# WORK REQUIRED:
Pick the lines holding the string "black" out of the records and copy them.

# DATA SUPPLIED:

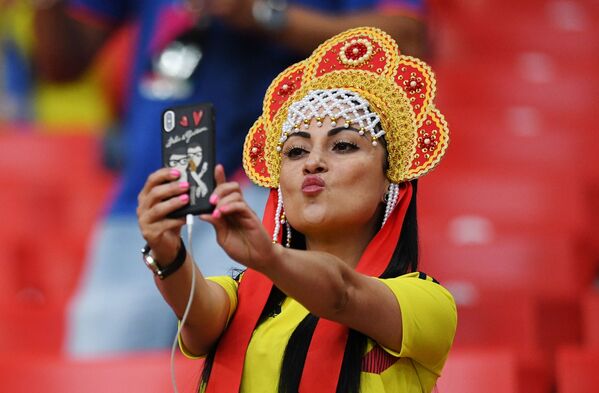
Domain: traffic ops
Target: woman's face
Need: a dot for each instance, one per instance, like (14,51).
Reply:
(332,179)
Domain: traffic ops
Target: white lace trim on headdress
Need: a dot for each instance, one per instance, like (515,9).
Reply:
(337,104)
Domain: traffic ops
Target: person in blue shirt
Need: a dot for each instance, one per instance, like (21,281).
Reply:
(220,50)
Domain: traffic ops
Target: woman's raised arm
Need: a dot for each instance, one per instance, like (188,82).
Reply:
(161,195)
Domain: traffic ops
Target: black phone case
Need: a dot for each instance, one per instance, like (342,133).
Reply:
(188,145)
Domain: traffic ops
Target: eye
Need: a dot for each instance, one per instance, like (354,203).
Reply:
(294,152)
(344,146)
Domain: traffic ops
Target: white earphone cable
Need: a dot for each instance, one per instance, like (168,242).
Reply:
(189,222)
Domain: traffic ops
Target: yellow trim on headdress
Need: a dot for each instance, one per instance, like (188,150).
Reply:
(400,89)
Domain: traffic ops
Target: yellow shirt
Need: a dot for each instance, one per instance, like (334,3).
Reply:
(429,321)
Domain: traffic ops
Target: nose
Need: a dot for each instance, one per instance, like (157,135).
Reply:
(315,163)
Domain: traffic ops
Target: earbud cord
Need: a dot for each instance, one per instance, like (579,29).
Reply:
(189,222)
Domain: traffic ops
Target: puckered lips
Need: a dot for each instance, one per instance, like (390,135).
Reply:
(312,185)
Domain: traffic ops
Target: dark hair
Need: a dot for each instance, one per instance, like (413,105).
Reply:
(404,260)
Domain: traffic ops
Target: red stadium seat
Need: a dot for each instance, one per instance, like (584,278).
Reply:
(57,189)
(590,316)
(577,370)
(475,371)
(141,372)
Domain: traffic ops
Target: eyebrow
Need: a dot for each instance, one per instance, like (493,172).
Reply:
(331,132)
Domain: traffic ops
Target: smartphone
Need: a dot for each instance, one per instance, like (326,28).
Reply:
(188,145)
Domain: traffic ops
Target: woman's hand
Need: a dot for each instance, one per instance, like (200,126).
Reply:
(161,195)
(238,230)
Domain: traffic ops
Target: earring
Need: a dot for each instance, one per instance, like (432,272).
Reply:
(280,219)
(275,234)
(288,242)
(391,200)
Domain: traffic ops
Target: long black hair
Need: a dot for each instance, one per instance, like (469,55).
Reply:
(403,260)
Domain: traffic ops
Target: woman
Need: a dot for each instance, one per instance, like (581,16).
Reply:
(331,300)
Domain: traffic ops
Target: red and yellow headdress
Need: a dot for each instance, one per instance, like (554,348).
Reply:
(400,90)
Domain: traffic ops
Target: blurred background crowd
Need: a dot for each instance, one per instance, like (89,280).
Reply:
(507,223)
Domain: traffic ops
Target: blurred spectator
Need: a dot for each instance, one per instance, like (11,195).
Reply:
(225,52)
(81,104)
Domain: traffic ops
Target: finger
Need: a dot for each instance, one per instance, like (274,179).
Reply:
(215,219)
(160,176)
(237,207)
(165,191)
(154,231)
(230,198)
(219,174)
(224,189)
(160,210)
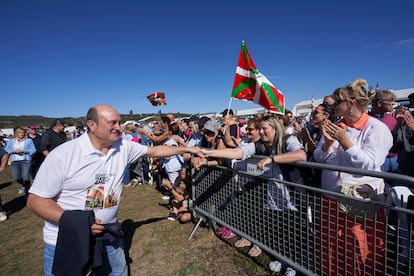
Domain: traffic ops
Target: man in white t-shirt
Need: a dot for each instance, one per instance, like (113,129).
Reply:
(86,174)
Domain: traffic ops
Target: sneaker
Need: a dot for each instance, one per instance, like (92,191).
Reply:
(133,182)
(228,234)
(3,216)
(290,272)
(172,216)
(255,251)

# OUTPUT OF THE EXERCISE:
Target: black phone case
Target: long black hair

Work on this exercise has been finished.